■ ИСХОДНЫЙ ОТРЫВОК

Когда я это писал, я вспомнил другой эпизод, может быть, он дает какое-то рациональное объяснение первого. Мне восемь или девять лет, я выхожу из школы после вечерней смены – мы занимались тогда посменно из-за недостатка места, в Хлебном переулке уже темно, редкие желтые круги на снегу от качающихся на проводах лампочек, на углу куча прохожих, пугливая, но любопытная: несколько милиционеров и людей в черном сажают в черную машину человека, по виду рабочего, тоже в черном; кажется, все даже ждали несколько минут, пока машина подъедет. Мне уже неоднократно приходилось видеть, как на улицах милиция забирает пьяных: иногда это бывает очень весело, пьяный кричит какую-нибудь чушь. публика хохочет, и даже милиционеры добродушно улыбаются. Но я чувствую, что сейчас происходит что-то жуткое, что забирают не пьяного или пусть даже пьяного, но не за то, что он пьян, – как мне становится известно, или сказал кто-то в жалкой кучке любопытных, или я сам каким-то чудом понимаю это, но я понимаю, что этого человека забирают за то, что он только что вот здесь что-то сказал, я понимаю также, что ею не отпустят на следующее утро, оштрафовав как пьяного, у меня такое чувство, что этого человека увозят сейчас – навсегда.

Однако и интуицию не надо переоценивать. Вам может внушить неприязнь человек вовсе не потому, что он стукач, а потому, что он неприятно сморкается или плюется или не верит в идеи, выношенные вами в муках. С другой стороны, первое интуитивное впечатление может размываться, и какая-то сторона человека заслонит ту, опасную, которую вы почувствовали, но о которой потом забыли.

Интуиция, однако, всегда безошибочно указывает на чужака – чужак не разделяет ваших ценностей, придерживается иного стиля поведения и, как вам часто кажется, склонен думать, что он лучше вас. Чужак, или даже чудак, мотивы которого вам не всегда ясны и понятны, это опасное явление. «Бойтесь непонятного!» – сказал один русский марксист – и все боятся. Более понятно, но и более неприятно, если вам кажется, что кто-то относится к вам с чувством превосходства; даже неприязнь бедняков к богачам коренится, по-моему, не столько в зависти к деньгам, сколько в опасении, что богачи относятся к беднякам с пренебрежением. Я был чужаком в Движении, как я был чужаком в школе, в университете, а позднее в лагере. Моя привычка немного подшутить над людьми, конечно, не была прямым свидетельством, что я агент КГБ, но хорошо укладывалась в образ циника, для которого нет ничего святого.

Мне еще с детства делали упрек, что я считаю себя лучше других, – это неправда, я встречал людей, которых по их моральной стойкости, бескорыстию и готовности помогать другим я считал гораздо лучше себя. Если у меня бывало чувство превосходства, то не от сознания, что я лучше, а из уверенности – быть может, иллюзорной, – что я гораздо лучше многих понимаю происходящее.

■ ВЫДЕРЖКА ИЗ ДАННЫХ
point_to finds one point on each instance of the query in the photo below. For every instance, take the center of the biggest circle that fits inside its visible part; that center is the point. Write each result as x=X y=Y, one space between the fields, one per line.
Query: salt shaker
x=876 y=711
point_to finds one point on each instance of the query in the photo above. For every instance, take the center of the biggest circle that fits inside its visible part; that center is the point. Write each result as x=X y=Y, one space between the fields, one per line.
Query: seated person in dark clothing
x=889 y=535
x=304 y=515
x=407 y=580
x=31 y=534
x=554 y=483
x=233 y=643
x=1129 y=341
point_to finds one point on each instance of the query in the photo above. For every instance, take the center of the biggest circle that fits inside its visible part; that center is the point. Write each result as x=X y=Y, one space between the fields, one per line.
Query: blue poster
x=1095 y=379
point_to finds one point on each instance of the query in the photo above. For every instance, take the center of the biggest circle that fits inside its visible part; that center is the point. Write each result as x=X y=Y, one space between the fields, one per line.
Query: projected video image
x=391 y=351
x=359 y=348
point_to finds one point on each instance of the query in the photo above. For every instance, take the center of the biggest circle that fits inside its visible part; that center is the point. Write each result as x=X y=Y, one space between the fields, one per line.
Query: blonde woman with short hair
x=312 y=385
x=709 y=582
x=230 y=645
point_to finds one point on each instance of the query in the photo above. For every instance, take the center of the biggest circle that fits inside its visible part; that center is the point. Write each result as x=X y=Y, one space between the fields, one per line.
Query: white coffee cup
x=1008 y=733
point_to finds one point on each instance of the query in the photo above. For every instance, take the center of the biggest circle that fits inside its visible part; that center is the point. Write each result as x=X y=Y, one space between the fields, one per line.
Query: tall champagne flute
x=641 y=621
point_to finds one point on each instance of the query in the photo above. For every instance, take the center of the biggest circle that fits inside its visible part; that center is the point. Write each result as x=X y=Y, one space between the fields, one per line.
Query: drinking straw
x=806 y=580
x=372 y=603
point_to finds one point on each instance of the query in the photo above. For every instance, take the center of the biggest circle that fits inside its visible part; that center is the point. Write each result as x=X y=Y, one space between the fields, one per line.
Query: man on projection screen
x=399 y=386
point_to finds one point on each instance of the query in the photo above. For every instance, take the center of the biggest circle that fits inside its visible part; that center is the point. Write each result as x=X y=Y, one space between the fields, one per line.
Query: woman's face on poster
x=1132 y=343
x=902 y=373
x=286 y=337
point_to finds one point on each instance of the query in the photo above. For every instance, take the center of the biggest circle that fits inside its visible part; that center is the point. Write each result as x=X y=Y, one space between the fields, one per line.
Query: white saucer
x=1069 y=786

■ ВАШИ ЗАДАНИЯ
a – Переведите на английский язык предложение из отрывка: «Чужак, или даже чудак, мотивы которого вам не всегда ясны и понятны, это опасное явление».
b – Воспроизведите из отрывка всё подряд, начиная со слов «Интуиция, однако, всегда» и вниз до слов «нет ничего святого.» включительно.
Опирайтесь только на исходный отрывок.

■ ОТВЕТЫ К УПРАЖНЕНИЮ
a – A stranger, or even an oddball, whose motives are not always clear and understandable to you, is a dangerous phenomenon.

b –
Интуиция, однако, всегда безошибочно указывает на чужака – чужак не разделяет ваших ценностей, придерживается иного стиля поведения и, как вам часто кажется, склонен думать, что он лучше вас. Чужак, или даже чудак, мотивы которого вам не всегда ясны и понятны, это опасное явление. «Бойтесь непонятного!» – сказал один русский марксист – и все боятся. Более понятно, но и более неприятно, если вам кажется, что кто-то относится к вам с чувством превосходства; даже неприязнь бедняков к богачам коренится, по-моему, не столько в зависти к деньгам, сколько в опасении, что богачи относятся к беднякам с пренебрежением. Я был чужаком в Движении, как я был чужаком в школе, в университете, а позднее в лагере. Моя привычка немного подшутить над людьми, конечно, не была прямым свидетельством, что я агент КГБ, но хорошо укладывалась в образ циника, для которого нет ничего святого.